■ **Extracted records**

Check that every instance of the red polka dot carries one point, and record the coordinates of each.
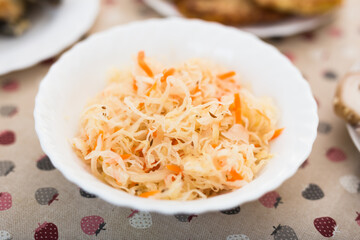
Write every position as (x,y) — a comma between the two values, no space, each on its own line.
(336,154)
(109,2)
(309,36)
(10,85)
(335,32)
(7,137)
(48,61)
(305,163)
(290,56)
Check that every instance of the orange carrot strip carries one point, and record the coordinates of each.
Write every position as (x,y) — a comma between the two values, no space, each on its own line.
(135,87)
(149,194)
(151,89)
(235,176)
(277,133)
(155,133)
(125,156)
(237,108)
(143,65)
(226,75)
(174,168)
(167,73)
(262,114)
(219,163)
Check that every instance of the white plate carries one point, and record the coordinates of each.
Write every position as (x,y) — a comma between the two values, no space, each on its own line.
(283,28)
(354,135)
(51,32)
(81,73)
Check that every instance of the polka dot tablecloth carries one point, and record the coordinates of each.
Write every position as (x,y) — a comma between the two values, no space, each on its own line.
(321,200)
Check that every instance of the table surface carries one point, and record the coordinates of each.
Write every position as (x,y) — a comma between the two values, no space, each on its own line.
(325,186)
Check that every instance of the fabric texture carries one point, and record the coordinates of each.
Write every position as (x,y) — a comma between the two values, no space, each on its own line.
(320,199)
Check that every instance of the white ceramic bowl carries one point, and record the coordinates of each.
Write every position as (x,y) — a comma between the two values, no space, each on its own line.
(81,73)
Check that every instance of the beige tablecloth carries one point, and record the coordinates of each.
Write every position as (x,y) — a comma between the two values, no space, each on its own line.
(324,191)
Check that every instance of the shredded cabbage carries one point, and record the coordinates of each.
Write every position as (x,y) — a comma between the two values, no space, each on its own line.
(176,133)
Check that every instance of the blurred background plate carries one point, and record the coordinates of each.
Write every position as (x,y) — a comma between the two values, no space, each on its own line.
(284,28)
(51,32)
(354,135)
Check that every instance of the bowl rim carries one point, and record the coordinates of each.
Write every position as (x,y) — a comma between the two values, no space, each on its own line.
(172,206)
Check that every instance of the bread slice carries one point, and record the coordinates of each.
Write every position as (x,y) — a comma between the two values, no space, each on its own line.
(347,98)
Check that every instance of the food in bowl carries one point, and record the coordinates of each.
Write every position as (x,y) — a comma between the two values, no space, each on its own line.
(176,132)
(14,14)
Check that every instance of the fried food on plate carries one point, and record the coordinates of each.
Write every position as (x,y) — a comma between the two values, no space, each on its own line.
(231,12)
(347,99)
(13,14)
(303,7)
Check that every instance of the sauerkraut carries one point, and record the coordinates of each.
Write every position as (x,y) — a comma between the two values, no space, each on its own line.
(179,133)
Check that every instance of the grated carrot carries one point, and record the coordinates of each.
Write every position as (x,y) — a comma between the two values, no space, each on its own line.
(235,176)
(237,108)
(149,194)
(263,115)
(226,75)
(151,89)
(174,168)
(219,163)
(135,87)
(143,65)
(167,73)
(125,156)
(277,133)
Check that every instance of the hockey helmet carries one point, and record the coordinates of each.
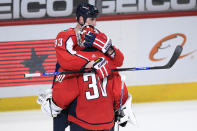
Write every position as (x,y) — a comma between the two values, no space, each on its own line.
(85,29)
(86,11)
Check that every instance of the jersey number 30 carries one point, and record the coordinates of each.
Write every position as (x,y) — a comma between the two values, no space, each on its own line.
(94,86)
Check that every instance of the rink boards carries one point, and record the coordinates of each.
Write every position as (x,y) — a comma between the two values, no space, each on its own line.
(144,42)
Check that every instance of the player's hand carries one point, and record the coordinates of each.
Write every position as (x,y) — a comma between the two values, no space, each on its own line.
(47,104)
(126,113)
(101,67)
(99,41)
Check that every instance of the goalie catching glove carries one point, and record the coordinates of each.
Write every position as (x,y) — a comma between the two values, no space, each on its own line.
(126,113)
(47,104)
(101,67)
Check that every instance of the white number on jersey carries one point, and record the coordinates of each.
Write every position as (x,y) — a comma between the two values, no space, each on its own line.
(94,86)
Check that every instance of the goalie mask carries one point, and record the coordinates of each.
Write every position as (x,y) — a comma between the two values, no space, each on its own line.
(86,11)
(84,31)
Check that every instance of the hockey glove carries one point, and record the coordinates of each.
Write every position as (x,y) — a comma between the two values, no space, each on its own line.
(101,67)
(126,114)
(99,41)
(47,104)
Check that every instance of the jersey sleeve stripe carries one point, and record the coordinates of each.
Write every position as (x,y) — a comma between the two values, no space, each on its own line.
(69,47)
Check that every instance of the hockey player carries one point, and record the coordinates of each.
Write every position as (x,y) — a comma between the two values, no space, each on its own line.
(83,92)
(69,55)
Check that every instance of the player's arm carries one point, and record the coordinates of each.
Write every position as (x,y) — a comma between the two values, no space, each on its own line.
(103,43)
(67,57)
(116,55)
(117,84)
(65,92)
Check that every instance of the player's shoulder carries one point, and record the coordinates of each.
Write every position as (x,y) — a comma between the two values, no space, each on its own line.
(67,33)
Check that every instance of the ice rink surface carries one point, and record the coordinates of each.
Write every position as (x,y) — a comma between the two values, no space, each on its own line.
(163,116)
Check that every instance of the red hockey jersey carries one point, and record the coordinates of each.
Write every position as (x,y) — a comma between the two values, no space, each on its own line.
(91,101)
(69,54)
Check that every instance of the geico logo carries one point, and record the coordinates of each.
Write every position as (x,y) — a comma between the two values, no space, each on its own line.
(121,6)
(15,9)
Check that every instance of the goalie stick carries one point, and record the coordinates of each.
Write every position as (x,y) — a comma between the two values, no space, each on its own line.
(171,62)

■ **Stated exercise**
Reproduce all of the material above word for word, from the first line through the last. Leave the pictures out.

■ **Complete answer**
Check that every instance of the red polka dot carries one point, and record the coordinates of each.
Write every position as (x,y) — a comma between the two values, no space, each on its own line.
(336,154)
(109,2)
(309,36)
(10,85)
(335,32)
(7,137)
(48,61)
(305,163)
(290,56)
Check that every instance of the orange carrot strip carries one point, and record the coordinates of each.
Write every position as (x,y) — a comma between the two values, no space, each on its own line.
(135,87)
(149,194)
(151,89)
(235,176)
(277,133)
(155,133)
(125,156)
(237,108)
(143,65)
(226,75)
(174,168)
(167,73)
(262,114)
(219,163)
Check that every instance of the white plate carries one point, and record the coordinates of each.
Write every position as (x,y) — a comma between the two values, no space, each on its own line.
(283,28)
(354,135)
(51,32)
(81,73)
Check that every instance of the polka dot tablecloth carries one point, and record the coordinates of each.
Write every position as (x,y) — a comma between the two values, no space, each on its own line.
(321,200)
Check that every instance of the table surface carries one point, and record the coordinates of each.
Write every position as (x,y) — a comma between the two values, no space, each on its own line.
(325,186)
Check that every instance of the fabric texture carries one point, and record the coordinates of each.
Write every position as (x,y) — a comma between the two values, no space, each on its own line.
(320,199)
Check that every instance of the white ceramic bowl carries one point, and record the coordinates of each.
Write every position as (x,y) — a comma between the two values, no space, each on its own line.
(81,73)
Check that every instance of the beige tablecloth carries one point, and record the coordinates of each.
Write every position as (x,y) — a comma between the two values, no space, each on its own line.
(324,191)
Check that every instance of the shredded cabbage carries one point, and record the coordinates of each.
Write every position as (x,y) — a comma between the two values, no space, each on its own line.
(176,133)
Check that every instance of the blurred background plate carries one point, and record the coordinates of each.
Write every position as (x,y) — a comma between the two values, no space, each on its own line.
(284,28)
(51,32)
(354,135)
Check that every instance of the bowl rim carries one point, and record the coordinates of each.
Write every position as (x,y) — a comma between the two values, no space, each on its own line.
(172,206)
Check that every instance of the bread slice carries one point, and record the coordinates of each.
Write every position as (x,y) — a comma between the two values, no space, each on its own line.
(347,98)
Check that every instance of the food in bowl carries one point, and record the coordinates of each.
Write every position as (x,y) — a comma between the two values, no space, each on its own line.
(176,132)
(14,14)
Check that every instance of the fried food on plate carries one point, and record the coordinates of each.
Write every position as (x,y) — a comma between the two values, no space, each on its own line.
(231,12)
(347,99)
(13,14)
(303,7)
Check that every instance of the sauerkraut carries one point, and record the coordinates of each.
Write every position as (x,y) — a comma between the two values, no space, each on its own line.
(179,133)
Check that every instance of the grated carrot carries one point, and record the coordinates of each.
Write every position as (x,y) — a comma between the two values, no space, each on its own line.
(235,176)
(237,108)
(149,194)
(263,115)
(226,75)
(151,89)
(174,168)
(219,163)
(135,87)
(143,65)
(167,73)
(125,156)
(277,133)
Check that every instance of the hockey helmet carries one point, and record the coordinates of each.
Write every position as (x,y) — a comma between the two values, no space, each on its own line.
(85,29)
(86,11)
Check that every instance of the jersey number 30 carries one point, and record the coordinates of each.
Write every position as (x,y) — a comma between the two values, no space, each on its own line.
(94,86)
Check that every instance of the rink boards carries one point, and record the coordinates of each.
Write every position as (x,y) — a comma between the two values, no space, each on its own line.
(144,42)
Check that every instance of the player's hand carries one point, and record the coordinates of each.
Write every position as (x,y) — a comma between the two values, no space, each on its own line.
(47,104)
(126,113)
(101,67)
(99,41)
Check that every instance of the goalie catching glove carries one point, and record the coordinates of each.
Write every position as (x,y) — a comma between the two values, no space, each on its own line.
(126,113)
(47,104)
(101,67)
Check that every instance of the white number on jersey carries one point, and record the coordinates of each.
Write every position as (x,y) — a comma between the two values, no space, each on its own line.
(94,86)
Check that every instance of the goalie mask carries one point, and record the coordinates of each.
Write every position as (x,y) — a comma between the two values, no space, each on its own line.
(86,11)
(84,31)
Check that every instance of the hockey glove carries one point, and record the coordinates of each.
Write every position as (x,y) — a comma between the two values, no space, each on its own line.
(101,67)
(126,114)
(99,41)
(47,104)
Check that every instance of the jersey sleeve stripe carries one point, and record the coordinates of each.
Write every position as (x,y) — a comma between the two values, no space, each on its own line.
(69,47)
Check that every instance of the hockey player carries one point, and record the coordinates of each.
Write every position as (x,y) — a comma between the two values, no space, each on its own line.
(83,92)
(69,55)
Check that every instance of the player's arm carries one point, and record the coordinates of each.
Write every position as (x,y) — a comma between the two values, no space, each on its own line.
(103,43)
(67,57)
(116,55)
(117,84)
(65,92)
Check that every instance of the player's shoulder carries one point, and record the coordinates of each.
Write every position as (x,y) — a comma between the two values, no space, each on its own line.
(67,33)
Check that every instance of the ice rink surface carries one point, and record the coordinates of each.
Write every position as (x,y) — a comma between the two values, no space, each on its own line.
(163,116)
Check that every instance of the red hockey jersey carries one point, and record the coordinates of each.
Write every position as (x,y) — a comma between the two values, no space, each on its own line.
(91,101)
(69,54)
Check that every instance of the geico logo carries one point, and record the coordinates of each.
Write every position as (x,y) — a comma between the two values, no space, each on its own line.
(121,6)
(15,9)
Check that every instance of the goalie stick carries one point, and record the coordinates of each.
Write every position as (x,y) — a comma between the two values, no space, each on its own line.
(171,62)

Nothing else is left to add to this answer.